● **INSTRUCTIONS FOR THE TASK**
From the text about the pharaoh Senebmiu below, list every modern person it names.

● **TEXT FOR ANALYSIS**
Sewahenre Senebmiu (also Sonbmiu) is a poorly attested Egyptian pharaoh during the Second Intermediate Period, thought to belong to the late 13th Dynasty.

== Attestations ==

Inscription of Senebmiu from Deir el-Barhi.

Senebmiu is a poorly attested pharaoh. Contemporary attestations of Senebmiu are few and all originate from Upper Egypt. Darrell Baker and Daphna Ben Tor suggest that this may signal that the 13th Dynasty had lost control of Lower and possibly Middle Egypt at the time.

===Gebelein, stela (BM EA 24898)===
A fragment of a limestone stele discovered by G.W. Fraser in 1893 in Gebelein and now in the British Museum (BM EA 24898) bears the mention "The son of Ra, of his body, Senebmiu". The stele once depicted the king wearing the double crown and probably making an offering, but most of the relief is lost.

===Deir el-Bahri, naos (Cairo JE 46196)===
An attestation of Senebmiu was uncovered in the mortuary temple of Mentuhotep II at Deir el-Bahri, where the side of a small naos is inscribed with the king's titulary.

● **DATA PROVIDED**
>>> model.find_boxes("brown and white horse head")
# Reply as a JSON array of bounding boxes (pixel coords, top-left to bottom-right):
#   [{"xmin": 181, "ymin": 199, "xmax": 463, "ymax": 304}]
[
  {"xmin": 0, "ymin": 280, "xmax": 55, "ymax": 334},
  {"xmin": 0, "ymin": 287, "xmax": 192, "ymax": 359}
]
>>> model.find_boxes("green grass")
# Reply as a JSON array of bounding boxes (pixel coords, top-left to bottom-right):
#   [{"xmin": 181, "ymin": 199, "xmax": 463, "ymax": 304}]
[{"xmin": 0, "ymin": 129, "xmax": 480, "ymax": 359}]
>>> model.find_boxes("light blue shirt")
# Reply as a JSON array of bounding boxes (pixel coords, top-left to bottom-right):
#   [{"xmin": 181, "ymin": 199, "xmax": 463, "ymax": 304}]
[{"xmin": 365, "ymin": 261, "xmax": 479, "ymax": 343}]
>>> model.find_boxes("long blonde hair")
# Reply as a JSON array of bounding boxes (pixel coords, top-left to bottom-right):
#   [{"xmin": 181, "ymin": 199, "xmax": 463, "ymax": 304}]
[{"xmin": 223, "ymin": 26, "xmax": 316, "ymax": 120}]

---

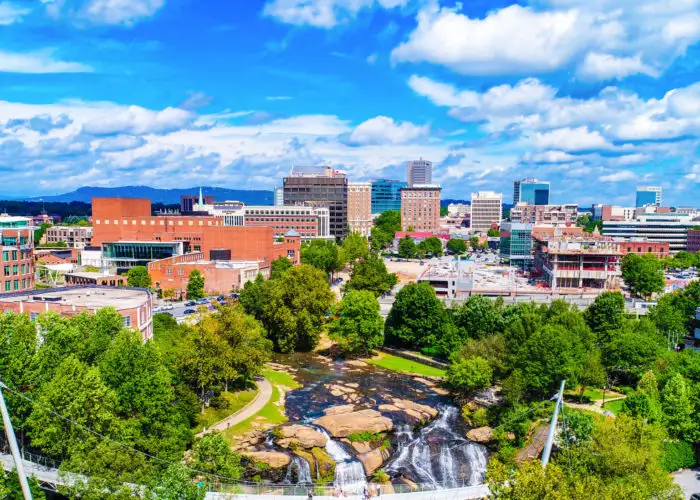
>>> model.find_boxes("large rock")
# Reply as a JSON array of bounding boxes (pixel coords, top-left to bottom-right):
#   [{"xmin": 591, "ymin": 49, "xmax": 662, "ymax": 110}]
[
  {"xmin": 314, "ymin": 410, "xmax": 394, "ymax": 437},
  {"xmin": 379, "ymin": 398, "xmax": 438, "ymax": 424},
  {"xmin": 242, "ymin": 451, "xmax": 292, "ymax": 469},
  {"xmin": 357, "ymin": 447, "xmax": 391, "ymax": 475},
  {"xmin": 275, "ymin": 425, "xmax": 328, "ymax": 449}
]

---

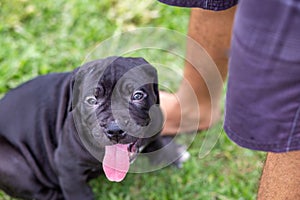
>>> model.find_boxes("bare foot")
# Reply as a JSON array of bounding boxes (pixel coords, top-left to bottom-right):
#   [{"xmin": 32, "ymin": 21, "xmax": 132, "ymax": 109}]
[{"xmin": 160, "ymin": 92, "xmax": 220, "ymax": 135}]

● **FINAL ANSWER**
Darrell Baker, Daphna Ben Tor, G.W. Fraser